### THE TASK
Convert the material below into a numbered list, one line per item, and leave out any blank lines.

### MATERIAL FOR THIS EXERCISE
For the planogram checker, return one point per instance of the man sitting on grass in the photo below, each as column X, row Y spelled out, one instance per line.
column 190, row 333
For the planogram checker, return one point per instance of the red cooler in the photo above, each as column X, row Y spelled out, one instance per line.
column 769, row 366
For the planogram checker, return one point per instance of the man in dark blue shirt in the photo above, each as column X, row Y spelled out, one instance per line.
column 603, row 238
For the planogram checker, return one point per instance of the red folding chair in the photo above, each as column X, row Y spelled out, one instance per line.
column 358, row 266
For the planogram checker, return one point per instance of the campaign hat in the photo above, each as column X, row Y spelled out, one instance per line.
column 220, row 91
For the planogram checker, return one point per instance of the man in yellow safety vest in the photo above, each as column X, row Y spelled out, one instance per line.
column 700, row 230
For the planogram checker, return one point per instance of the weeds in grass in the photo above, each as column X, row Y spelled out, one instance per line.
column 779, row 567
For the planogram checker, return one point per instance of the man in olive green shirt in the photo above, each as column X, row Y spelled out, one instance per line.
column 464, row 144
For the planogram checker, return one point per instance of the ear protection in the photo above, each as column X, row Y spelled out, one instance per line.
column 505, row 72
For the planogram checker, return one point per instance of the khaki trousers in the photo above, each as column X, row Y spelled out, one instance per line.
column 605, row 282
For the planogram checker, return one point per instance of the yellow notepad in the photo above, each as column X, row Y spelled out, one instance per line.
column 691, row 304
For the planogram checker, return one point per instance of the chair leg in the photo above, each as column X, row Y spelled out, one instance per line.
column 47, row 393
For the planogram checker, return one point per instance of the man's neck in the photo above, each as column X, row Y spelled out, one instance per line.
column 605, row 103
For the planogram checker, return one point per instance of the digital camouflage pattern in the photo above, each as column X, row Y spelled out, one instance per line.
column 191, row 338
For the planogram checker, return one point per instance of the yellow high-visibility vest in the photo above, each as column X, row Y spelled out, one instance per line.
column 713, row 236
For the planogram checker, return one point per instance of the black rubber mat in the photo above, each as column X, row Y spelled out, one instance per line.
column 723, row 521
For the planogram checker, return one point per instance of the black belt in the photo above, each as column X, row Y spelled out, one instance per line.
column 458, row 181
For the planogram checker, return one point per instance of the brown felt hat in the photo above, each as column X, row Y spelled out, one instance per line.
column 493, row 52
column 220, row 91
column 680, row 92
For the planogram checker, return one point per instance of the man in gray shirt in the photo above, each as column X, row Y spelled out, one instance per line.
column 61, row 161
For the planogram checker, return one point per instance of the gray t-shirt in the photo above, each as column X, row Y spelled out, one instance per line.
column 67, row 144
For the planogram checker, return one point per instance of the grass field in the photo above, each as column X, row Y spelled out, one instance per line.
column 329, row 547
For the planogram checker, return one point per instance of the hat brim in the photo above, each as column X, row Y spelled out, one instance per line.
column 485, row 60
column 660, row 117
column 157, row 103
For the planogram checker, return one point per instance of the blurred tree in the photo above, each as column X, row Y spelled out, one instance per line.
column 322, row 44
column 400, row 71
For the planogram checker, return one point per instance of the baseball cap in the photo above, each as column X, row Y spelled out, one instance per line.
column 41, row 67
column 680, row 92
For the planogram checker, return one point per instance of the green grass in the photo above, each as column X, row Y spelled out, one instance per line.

### EXERCISE RESPONSE
1. For the planogram checker, return one point per instance of the man sitting on grass in the photo below, each as column X, row Y spelled out, one instance per line.
2. column 190, row 333
3. For the planogram checker, return one point per instance of the red cooler in the photo above, each as column X, row Y spelled out, one instance per line.
4. column 769, row 366
5. For the planogram checker, return one point per instance of the man in dark blue shirt in the photo above, each as column X, row Y spelled out, one instance per line.
6. column 603, row 238
7. For the planogram checker, return one point per instance of the red folding chair in the photo above, each as column X, row Y spelled out, one instance per line.
8. column 358, row 266
9. For the planogram checker, return one point per instance of the campaign hat in the photo above, each as column X, row Y spelled out, one instance per line.
10. column 220, row 91
11. For the planogram checker, return one point per instance of the man in yellow safety vest in the photo above, each as column X, row Y spelled out, one instance per line.
12. column 700, row 230
13. For the planogram checker, return one point per instance of the weeds in grass in the photo above, each as column X, row Y spelled out, one instance per line.
14. column 779, row 567
15. For the planogram checker, return one point per instance of the man in olive green shirt in the photo above, each as column X, row Y spelled out, one instance per line.
16. column 464, row 144
17. For the planogram checker, return one point per instance of the ear protection in the photo above, each as column X, row Y spelled out, one instance per line.
18. column 505, row 72
19. For the planogram checker, return one point per instance of the khaki trousers in the photo above, each as column X, row Y spelled out, one instance per line.
20. column 605, row 282
21. For the planogram checker, return one point per instance of the yellow notepad in the photo above, each as column X, row Y spelled out, one instance per line.
22. column 691, row 304
23. For the planogram checker, return one point per instance of the chair leg in the photo above, each as column X, row Y spelled out, one instance per line.
24. column 47, row 393
25. For the planogram checker, return one point per instance of the man's neck in the photo above, each as column X, row Y spelled out, one instance per line.
26. column 605, row 103
27. For the planogram checker, return one point per instance of the digital camouflage pattern in the photo above, each as column X, row Y spelled out, one instance per line.
28. column 191, row 338
29. For the planogram checker, return one point per instance of the yellow high-visibility vest in the photo above, each as column X, row Y spelled out, one instance per line.
30. column 713, row 236
31. For the planogram checker, return one point per instance of the black rubber mat in the photo above, each as column X, row Y spelled out, one instance per line.
32. column 723, row 521
33. For the planogram checker, return one point per instance of the black belt in the photo above, each as column X, row Y spelled out, one instance per line.
34. column 458, row 181
35. For the planogram checker, return one point per instance of the brown felt hat in the photo above, each as column X, row Y spelled out, one instance per line.
36. column 493, row 52
37. column 220, row 91
38. column 680, row 92
39. For the planogram checker, return one point per instance of the man in gray shirt in the photo above, each as column X, row Y spelled out, one instance per line.
40. column 61, row 161
41. For the planogram checker, return one point per instance of the gray t-shirt in the photo above, each as column X, row Y spelled out, one instance per line.
42. column 67, row 144
43. For the planogram checker, return one point per instance of the grass field in the photo above, each as column X, row Y spelled out, one instance per line.
44. column 329, row 547
45. For the planogram checker, return one point per instance of the hat brim in the photo above, each as column X, row Y spelled out, one instance per line.
46. column 485, row 60
47. column 660, row 117
48. column 157, row 103
49. For the planogram checker, return one point per instance of the blurred tree in the photo above, each as column X, row Y spelled out, one instance per line.
50. column 322, row 44
51. column 400, row 71
52. For the planogram checker, return one point per instance of the baseball cap in the photo above, each as column X, row Y spelled out, one instance per line.
53. column 41, row 67
54. column 680, row 92
55. For the planogram checker, return one point per instance of the green grass in the photo above, each as column X, row Y spelled out, one instance per line.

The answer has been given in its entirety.